[Data listing]
- - - -
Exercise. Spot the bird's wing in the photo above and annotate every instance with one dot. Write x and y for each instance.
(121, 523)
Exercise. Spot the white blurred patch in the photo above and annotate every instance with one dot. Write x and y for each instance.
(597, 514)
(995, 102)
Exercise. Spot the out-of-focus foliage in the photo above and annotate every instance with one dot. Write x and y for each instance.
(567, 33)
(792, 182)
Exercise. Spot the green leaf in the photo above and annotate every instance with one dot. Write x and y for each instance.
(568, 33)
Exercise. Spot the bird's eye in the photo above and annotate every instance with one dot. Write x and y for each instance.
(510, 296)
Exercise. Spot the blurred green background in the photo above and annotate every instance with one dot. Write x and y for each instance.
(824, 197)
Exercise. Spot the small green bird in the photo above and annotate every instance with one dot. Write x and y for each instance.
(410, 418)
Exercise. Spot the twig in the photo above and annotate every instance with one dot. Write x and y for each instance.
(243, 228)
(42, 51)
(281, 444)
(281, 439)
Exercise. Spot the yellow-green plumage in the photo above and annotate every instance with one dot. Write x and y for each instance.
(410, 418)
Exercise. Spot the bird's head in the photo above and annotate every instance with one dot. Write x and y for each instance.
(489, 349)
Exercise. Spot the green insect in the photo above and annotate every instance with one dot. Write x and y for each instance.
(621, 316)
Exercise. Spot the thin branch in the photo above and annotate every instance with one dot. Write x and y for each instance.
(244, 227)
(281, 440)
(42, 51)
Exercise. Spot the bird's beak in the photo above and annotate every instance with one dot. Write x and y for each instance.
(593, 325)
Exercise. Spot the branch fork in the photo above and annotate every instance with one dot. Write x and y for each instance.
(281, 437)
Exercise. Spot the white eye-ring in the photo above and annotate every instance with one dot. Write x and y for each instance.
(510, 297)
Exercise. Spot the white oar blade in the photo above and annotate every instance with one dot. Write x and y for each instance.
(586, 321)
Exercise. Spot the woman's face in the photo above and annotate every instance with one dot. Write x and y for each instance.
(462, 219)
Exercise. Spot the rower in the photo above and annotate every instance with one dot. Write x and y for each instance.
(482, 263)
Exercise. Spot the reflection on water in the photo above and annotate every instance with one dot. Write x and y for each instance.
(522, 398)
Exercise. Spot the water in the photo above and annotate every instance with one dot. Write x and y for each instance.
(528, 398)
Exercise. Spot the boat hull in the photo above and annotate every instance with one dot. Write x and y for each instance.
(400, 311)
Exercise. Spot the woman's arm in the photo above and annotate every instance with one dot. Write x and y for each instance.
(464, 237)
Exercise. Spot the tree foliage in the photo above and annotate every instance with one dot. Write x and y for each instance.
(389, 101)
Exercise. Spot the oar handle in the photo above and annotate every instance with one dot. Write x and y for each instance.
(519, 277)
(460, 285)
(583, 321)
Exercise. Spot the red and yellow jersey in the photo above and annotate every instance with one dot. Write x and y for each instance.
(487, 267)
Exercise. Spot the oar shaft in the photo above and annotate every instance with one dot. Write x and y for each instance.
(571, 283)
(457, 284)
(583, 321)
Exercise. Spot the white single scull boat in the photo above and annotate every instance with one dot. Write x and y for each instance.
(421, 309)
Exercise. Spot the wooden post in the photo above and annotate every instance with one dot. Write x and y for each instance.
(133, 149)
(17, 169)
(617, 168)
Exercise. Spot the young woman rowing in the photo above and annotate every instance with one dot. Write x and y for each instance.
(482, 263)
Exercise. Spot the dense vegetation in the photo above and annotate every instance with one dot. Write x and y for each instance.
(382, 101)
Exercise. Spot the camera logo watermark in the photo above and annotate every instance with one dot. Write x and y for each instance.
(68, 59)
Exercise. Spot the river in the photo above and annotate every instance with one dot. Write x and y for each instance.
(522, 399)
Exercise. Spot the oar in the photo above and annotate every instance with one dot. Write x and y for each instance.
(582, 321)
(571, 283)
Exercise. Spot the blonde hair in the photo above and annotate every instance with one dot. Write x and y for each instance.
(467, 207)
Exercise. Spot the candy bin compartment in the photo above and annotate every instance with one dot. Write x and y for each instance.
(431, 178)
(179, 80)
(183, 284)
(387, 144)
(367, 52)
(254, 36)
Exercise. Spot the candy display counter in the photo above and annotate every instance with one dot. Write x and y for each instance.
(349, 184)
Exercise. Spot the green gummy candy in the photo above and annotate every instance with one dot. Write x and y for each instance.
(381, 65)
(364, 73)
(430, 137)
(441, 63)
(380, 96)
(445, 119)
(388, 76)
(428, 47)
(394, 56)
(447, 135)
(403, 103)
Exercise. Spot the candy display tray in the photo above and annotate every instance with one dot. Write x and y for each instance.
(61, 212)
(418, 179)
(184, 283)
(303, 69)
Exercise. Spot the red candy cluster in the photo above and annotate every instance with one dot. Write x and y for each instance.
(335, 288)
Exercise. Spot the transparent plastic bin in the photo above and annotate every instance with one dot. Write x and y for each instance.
- - - -
> **Task goal**:
Each record above should be repeated exactly as it appears.

> **Exercise answer**:
Exercise. Spot the bird's wing in the photo above and annotate every instance with one dot. Write x and y for each instance.
(121, 523)
Exercise. Spot the white blurred patch in the photo above and annotate every instance with one dot. Write x and y for each instance.
(597, 514)
(995, 102)
Exercise. Spot the out-of-focus foliage in the photo above and annotate every instance with one dot. Write x and y for each instance.
(567, 33)
(792, 182)
Exercise. Spot the green leaf in the photo above and annotate every instance with one dot. Write x and y for each instance.
(568, 33)
Exercise. Spot the bird's eye in the photo above and annotate every instance with one dot. Write x and y for each instance.
(510, 296)
Exercise. Spot the blurred green background in the photo above and annotate every instance with one dot. Write x and y for each instance.
(824, 197)
Exercise. Spot the small green bird in the photo above and annotate every instance with one dot. Write x and y for each instance.
(410, 418)
Exercise. Spot the twig in the photo above and annotate every instance with one dot. Write x and y for each instance.
(243, 228)
(42, 51)
(281, 444)
(281, 439)
Exercise. Spot the yellow-green plumage in the photo above and annotate every instance with one dot. Write x and y for each instance.
(410, 418)
Exercise. Spot the bird's head in the photo above and annotate every instance with one dot. Write x and y for each instance.
(489, 349)
Exercise. Spot the green insect in the photo above and annotate every instance with one dot. Write x and y for each instance.
(621, 316)
Exercise. Spot the thin branch in the photo above and annotate every instance with one dot. Write x and y for each instance.
(244, 227)
(281, 440)
(42, 51)
Exercise. Spot the bird's beak in the photo above and annotate every instance with one dot. Write x and y for each instance.
(593, 325)
Exercise. Spot the branch fork in the photo above and annotate every instance with one dot. Write x and y for each instance.
(281, 437)
Exercise. Spot the white eye-ring in the photo above and annotate every instance with one dot. Write x and y for each instance.
(510, 297)
Exercise. Spot the white oar blade in the photo above and annotate every instance with one dot. Write x and y for each instance.
(586, 321)
Exercise. Spot the woman's face in the photo above and annotate every instance with one dot. Write x and y for each instance.
(462, 219)
Exercise. Spot the rower in the photo above and annotate every instance with one dot. Write x and y for each instance.
(482, 263)
Exercise. Spot the reflection on water in the photo above and annotate every instance with one dot. Write x and y for each instance.
(522, 398)
Exercise. Spot the water in the photo above and annotate every instance with one dot. Write x and y for each instance.
(528, 398)
Exercise. Spot the boat hull in the photo above and annotate every instance with one dot. Write x and y for each instance.
(400, 311)
Exercise. Spot the woman's arm in the photo above and annotate every instance with one dot. Write x and y for each instance.
(464, 237)
Exercise. Spot the tree foliage in the photo above and annotate every instance with one dot. Write x and y for each instance.
(389, 101)
Exercise. Spot the oar handle in the photo above and annotate every instance with one dot. Write x and y for each instance.
(519, 277)
(460, 285)
(583, 321)
Exercise. Spot the red and yellow jersey in the photo above and annotate every instance with one dot. Write x and y for each instance.
(487, 267)
Exercise. Spot the oar shaft in the photo above and annotate every instance with one dot. Write x and y for each instance.
(571, 283)
(457, 284)
(583, 321)
Exercise. Spot the white single scull boat in the photo above and annotate every instance with one dot. Write x and y for each instance.
(421, 309)
Exercise. Spot the wooden post in the photo above and annotate every instance with one dot. Write x and y for each instance.
(133, 149)
(17, 169)
(617, 168)
Exercise. Spot the young woman rowing in the photo above and annotate every instance with one dot. Write x and y for each instance.
(482, 263)
Exercise. Spot the dense vegetation in the photo above and annotate every instance with one dot. Write x and y for each instance.
(382, 101)
Exercise. Spot the camera logo watermark in the photo above and annotate every instance with one dot. Write x and y for each instance.
(68, 59)
Exercise. Spot the river in the photo above and annotate every instance with one dot. Write x and y for each instance.
(522, 399)
Exercise. Spot the oar in the photo above and annotate every instance with one dot. Write x and y for each instance.
(582, 321)
(571, 283)
Exercise. Spot the blonde hair in the photo above and annotate every instance with one dot. Write x and y for each instance.
(467, 207)
Exercise. Spot the candy bin compartment in the photo above and annotate every instance with one dot. Write x and y for each instance.
(431, 178)
(179, 80)
(183, 284)
(387, 144)
(367, 52)
(254, 36)
Exercise. Spot the candy display counter in the photo above and annotate every instance with one dot. Write x and y for each instance.
(349, 184)
Exercise. Spot the green gummy candy in the photo above and annotate every instance with one dot. Write x and y for each instance.
(381, 65)
(364, 73)
(430, 137)
(441, 63)
(380, 96)
(445, 119)
(388, 76)
(428, 47)
(394, 56)
(447, 135)
(403, 103)
Exercise. Spot the candy display tray in the photo above and annotate every instance with one dot. Write x and y for each instance.
(61, 212)
(418, 179)
(184, 283)
(303, 69)
Exercise. Spot the red candy cluster in the photo above and annotate every instance with one dot. Write x and y for each instance.
(335, 288)
Exercise. Spot the transparent plastic bin in the photo above and annotate every instance with one dot. Write x and y for each instance.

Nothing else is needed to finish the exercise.